▶ **SELECTED EXCERPT**
Building images on JUSUF is not possible, because root privileges are required.

If you want to download images from the Docker Hub or some other registry, it might be helpful to overwrite some Singularity environment variables, because otherwise you might run into your HOME quota or fill-up /tmp.

$ export SINGULARITY_CACHEDIR=$(mktemp -d -p <WRITABLE_DIRECTORY>)
$ export SINGULARITY_TMPDIR=$(mktemp -d -p <WRITABLE_DIRECTORY>)
$ singularity pull centos.sif docker://centos:7

Launching Containers via Slurm

To Slurm, Singularity is just another executable and can be called as such.

The following snippet would launch an interactive shell into a Singularity container running on a GPU compute node.

$ srun -N1 -p <partition> --gres gpu:1 --pty singularity shell --nv /p/fastdata/singularity/centos.sif

where partition is one of the GPU partitions available on JUSUF.

▶ **DIRECTIVE 1**
Reproduce the Singularity excerpt above word for word, in its entirety.

▶ **RECORDS FOR THE EXERCISE**
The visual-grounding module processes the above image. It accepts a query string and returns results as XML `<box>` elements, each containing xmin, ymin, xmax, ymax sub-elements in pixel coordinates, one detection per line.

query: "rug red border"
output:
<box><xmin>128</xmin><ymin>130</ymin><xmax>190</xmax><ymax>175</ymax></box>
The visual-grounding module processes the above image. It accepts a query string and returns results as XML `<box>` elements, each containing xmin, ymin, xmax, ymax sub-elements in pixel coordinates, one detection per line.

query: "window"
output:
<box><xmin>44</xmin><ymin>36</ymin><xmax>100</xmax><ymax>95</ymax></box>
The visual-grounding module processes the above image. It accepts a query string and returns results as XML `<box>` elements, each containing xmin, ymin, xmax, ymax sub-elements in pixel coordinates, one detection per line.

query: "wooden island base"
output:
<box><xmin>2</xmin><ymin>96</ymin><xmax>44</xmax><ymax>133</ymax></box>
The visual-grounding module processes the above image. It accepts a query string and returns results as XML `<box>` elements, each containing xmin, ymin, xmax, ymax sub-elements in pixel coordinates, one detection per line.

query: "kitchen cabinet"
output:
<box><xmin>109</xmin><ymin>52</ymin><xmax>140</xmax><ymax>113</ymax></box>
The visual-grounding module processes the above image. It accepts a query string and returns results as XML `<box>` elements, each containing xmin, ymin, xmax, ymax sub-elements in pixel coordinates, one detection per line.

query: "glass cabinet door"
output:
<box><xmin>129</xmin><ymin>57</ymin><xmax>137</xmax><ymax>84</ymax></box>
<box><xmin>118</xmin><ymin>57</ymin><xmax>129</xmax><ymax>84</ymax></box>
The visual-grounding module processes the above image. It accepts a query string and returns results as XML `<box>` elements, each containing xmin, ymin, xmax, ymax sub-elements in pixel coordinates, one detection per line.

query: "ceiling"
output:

▶ **DIRECTIVE 2**
Count the lines of the records that include the string "cabinet". Reply with the number alone.

▶ **FINAL ANSWER 1**
Building images on JUSUF is not possible, because root privileges are required.

If you want to download images from the Docker Hub or some other registry, it might be helpful to overwrite some Singularity environment variables, because otherwise you might run into your HOME quota or fill-up /tmp.

$ export SINGULARITY_CACHEDIR=$(mktemp -d -p <WRITABLE_DIRECTORY>)
$ export SINGULARITY_TMPDIR=$(mktemp -d -p <WRITABLE_DIRECTORY>)
$ singularity pull centos.sif docker://centos:7

Launching Containers via Slurm

To Slurm, Singularity is just another executable and can be called as such.

The following snippet would launch an interactive shell into a Singularity container running on a GPU compute node.

$ srun -N1 -p <partition> --gres gpu:1 --pty singularity shell --nv /p/fastdata/singularity/centos.sif

where partition is one of the GPU partitions available on JUSUF.

▶ **FINAL ANSWER 2**
2